Your goal:
Write out all of the entries, matching the original exactly.

Data excerpts:
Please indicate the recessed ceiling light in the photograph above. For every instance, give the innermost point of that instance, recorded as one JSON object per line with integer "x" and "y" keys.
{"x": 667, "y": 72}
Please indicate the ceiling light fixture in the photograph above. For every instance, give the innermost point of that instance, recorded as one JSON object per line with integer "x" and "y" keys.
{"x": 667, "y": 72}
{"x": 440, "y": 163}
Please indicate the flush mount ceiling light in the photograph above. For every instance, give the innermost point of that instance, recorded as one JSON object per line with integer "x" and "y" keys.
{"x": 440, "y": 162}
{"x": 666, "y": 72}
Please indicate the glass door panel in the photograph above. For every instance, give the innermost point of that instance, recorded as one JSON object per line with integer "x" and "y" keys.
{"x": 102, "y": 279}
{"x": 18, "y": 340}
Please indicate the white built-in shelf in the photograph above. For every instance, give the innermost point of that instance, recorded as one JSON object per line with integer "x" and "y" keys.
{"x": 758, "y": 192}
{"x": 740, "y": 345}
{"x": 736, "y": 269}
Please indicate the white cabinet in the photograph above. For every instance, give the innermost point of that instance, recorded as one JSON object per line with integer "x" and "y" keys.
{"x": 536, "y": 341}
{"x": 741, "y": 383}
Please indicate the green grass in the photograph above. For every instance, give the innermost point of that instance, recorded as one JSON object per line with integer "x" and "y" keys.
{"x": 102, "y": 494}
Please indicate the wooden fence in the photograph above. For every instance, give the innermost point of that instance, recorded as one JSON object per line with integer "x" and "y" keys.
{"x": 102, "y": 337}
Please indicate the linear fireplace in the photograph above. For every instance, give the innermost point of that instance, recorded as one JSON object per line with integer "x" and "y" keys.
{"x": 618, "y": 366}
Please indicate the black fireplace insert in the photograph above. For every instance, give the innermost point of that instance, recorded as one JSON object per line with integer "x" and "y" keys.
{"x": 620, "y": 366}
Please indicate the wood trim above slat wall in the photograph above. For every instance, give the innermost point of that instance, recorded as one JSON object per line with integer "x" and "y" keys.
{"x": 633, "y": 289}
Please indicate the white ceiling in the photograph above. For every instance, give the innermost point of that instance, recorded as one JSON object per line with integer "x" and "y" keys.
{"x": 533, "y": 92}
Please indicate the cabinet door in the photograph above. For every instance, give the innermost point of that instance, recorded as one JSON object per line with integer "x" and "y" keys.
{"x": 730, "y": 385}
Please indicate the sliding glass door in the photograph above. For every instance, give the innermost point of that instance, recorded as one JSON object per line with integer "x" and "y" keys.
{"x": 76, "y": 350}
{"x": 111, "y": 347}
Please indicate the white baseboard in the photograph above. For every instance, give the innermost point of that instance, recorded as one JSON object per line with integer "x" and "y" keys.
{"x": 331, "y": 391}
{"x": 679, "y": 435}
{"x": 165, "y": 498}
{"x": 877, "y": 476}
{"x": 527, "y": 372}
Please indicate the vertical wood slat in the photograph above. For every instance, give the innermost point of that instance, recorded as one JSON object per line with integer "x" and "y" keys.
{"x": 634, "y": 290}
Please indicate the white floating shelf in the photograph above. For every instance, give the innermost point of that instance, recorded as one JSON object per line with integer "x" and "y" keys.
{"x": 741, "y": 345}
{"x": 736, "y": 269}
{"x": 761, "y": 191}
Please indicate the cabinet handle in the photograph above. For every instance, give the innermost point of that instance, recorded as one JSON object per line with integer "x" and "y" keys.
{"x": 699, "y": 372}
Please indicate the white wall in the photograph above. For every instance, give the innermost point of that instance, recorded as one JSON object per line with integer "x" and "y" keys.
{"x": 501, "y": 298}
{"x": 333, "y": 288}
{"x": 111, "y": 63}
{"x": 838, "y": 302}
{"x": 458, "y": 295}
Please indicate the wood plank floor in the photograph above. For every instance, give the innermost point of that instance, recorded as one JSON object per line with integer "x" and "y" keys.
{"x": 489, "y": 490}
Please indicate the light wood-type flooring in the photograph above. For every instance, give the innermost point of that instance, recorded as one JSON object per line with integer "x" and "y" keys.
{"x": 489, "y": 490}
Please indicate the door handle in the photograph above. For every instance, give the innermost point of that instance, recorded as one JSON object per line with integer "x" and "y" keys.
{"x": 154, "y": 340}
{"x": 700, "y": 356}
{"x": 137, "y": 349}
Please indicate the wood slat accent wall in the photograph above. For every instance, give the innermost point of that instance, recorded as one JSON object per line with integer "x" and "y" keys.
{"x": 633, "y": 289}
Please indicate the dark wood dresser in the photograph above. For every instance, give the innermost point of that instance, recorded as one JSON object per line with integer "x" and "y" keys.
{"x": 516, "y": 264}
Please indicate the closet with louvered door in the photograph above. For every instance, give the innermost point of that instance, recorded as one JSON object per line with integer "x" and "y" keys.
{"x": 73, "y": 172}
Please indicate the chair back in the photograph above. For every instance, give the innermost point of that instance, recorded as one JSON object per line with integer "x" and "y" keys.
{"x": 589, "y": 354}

Response for this exercise:
Please indicate the recessed ceiling light in the photograph above. For every instance, give the innermost point of that instance, recorded as one JSON object per line with integer "x" and "y" keys.
{"x": 667, "y": 72}
Please indicate the ceiling light fixture in the photograph above. For every instance, give the innermost point of that instance, recorded as one JSON object per line with integer "x" and "y" keys.
{"x": 667, "y": 72}
{"x": 440, "y": 163}
Please indicate the flush mount ceiling light in the photograph above. For every instance, give the innermost point of that instance, recorded as one JSON object per line with integer "x" and "y" keys.
{"x": 440, "y": 162}
{"x": 666, "y": 72}
Please indicate the glass door panel in the photograph above. For every instance, give the innermost point of that instance, recorded as one JSON object per line with integer "x" and "y" keys.
{"x": 102, "y": 279}
{"x": 18, "y": 340}
Please indicate the white built-in shelf in the photograph above. For every instance, give the innermost point of that instance, recorded as one JSON object per line with integer "x" and "y" keys.
{"x": 758, "y": 192}
{"x": 740, "y": 345}
{"x": 736, "y": 269}
Please indicate the white cabinet in the photograph above. For every instance, give the innermost point of that instance, recorded as one JSON object per line with integer "x" and "y" keys.
{"x": 536, "y": 341}
{"x": 741, "y": 383}
Please indicate the green grass in the photograph above. For every instance, give the innermost point of that instance, recorded as one JSON object per line with integer "x" and "y" keys.
{"x": 102, "y": 494}
Please indicate the wooden fence in the photograph above. For every instance, give the innermost point of that instance, recorded as one JSON object per line with integer "x" and "y" keys.
{"x": 102, "y": 337}
Please indicate the linear fireplace in the photograph above. For every instance, give the innermost point of that instance, recorded as one JSON object per line with integer "x" and "y" keys.
{"x": 618, "y": 366}
Please indicate the black fireplace insert in the photograph above. For every instance, give the innermost point of that instance, recorded as one JSON object per line with integer "x" and "y" keys.
{"x": 620, "y": 366}
Please indicate the wood trim above slat wall in the photograph above. For every instance, give the innermost point of that instance, recorded as one JSON object per line with integer "x" and "y" keys.
{"x": 633, "y": 289}
Please indicate the white ceiling in the photograph above. For every instance, give the innermost point of that instance, recorded as one JSON object per line with integer "x" and "y" keys.
{"x": 533, "y": 92}
Please indicate the cabinet door in the photograph above. For every instance, give the innermost point of that instance, recorded as one JSON object per line with integer "x" and "y" keys.
{"x": 730, "y": 385}
Please indicate the sliding glass door in the photograph above. For every instance, give the innermost point of that instance, recorded as one JSON object per line with integer "x" and "y" keys.
{"x": 76, "y": 350}
{"x": 111, "y": 347}
Please indicate the white baseboard in the photograph above. For every instance, give the innermost point of that instance, recorded as one JSON object per line with integer "x" and "y" keys.
{"x": 331, "y": 391}
{"x": 679, "y": 435}
{"x": 165, "y": 498}
{"x": 877, "y": 476}
{"x": 527, "y": 372}
Please indicate the vertical wood slat in the photograph above. For every instance, give the innermost point of that instance, recorded as one JSON object per line with integer "x" and "y" keys.
{"x": 634, "y": 290}
Please indicate the white floating shelf in the photograph above. For every instance, give the innermost point of that instance, recorded as one JSON object per line with integer "x" and "y" keys.
{"x": 741, "y": 345}
{"x": 736, "y": 269}
{"x": 761, "y": 191}
Please indicate the cabinet handle in the photograph above. For every instance, give the innermost point of that instance, recorded as one JSON object per line with integer "x" and "y" keys.
{"x": 699, "y": 372}
Please indicate the white wall in the photograph above. For every instance, give the innermost point of that instance, recorded as one JSON object per line with integer "x" and "y" keys.
{"x": 501, "y": 298}
{"x": 333, "y": 288}
{"x": 111, "y": 63}
{"x": 838, "y": 302}
{"x": 458, "y": 295}
Please indicate the wood plank floor in the photograph above. For every instance, give the innermost point of that instance, recorded as one JSON object per line with integer "x" and "y" keys.
{"x": 489, "y": 490}
Please indicate the light wood-type flooring in the photograph above. For every instance, give the innermost point of that instance, recorded as one JSON object per line with integer "x" and "y" keys.
{"x": 489, "y": 490}
Please indicate the door handle in the photograph above. For every instance, give the innermost point of that instance, recorded as one JSON object per line with integer "x" and "y" keys.
{"x": 154, "y": 340}
{"x": 700, "y": 356}
{"x": 137, "y": 349}
Please indicate the wood slat accent wall in the photograph above. For every instance, give the innermost point of that instance, recorded as one JSON object per line with integer "x" and "y" keys.
{"x": 633, "y": 289}
Please indicate the dark wood dresser in the photograph above. For every instance, give the innermost point of that instance, recorded as one JSON object per line with integer "x" and "y" keys.
{"x": 516, "y": 264}
Please indicate the closet with louvered door in the photograph above. For every instance, give the innermost point of that instance, recorded as one JSON object per line with integer "x" and "y" keys.
{"x": 73, "y": 172}
Please indicate the chair back in the photograph above. For every instance, give the innermost point of that instance, recorded as one JSON object per line with integer "x" and "y" keys.
{"x": 589, "y": 354}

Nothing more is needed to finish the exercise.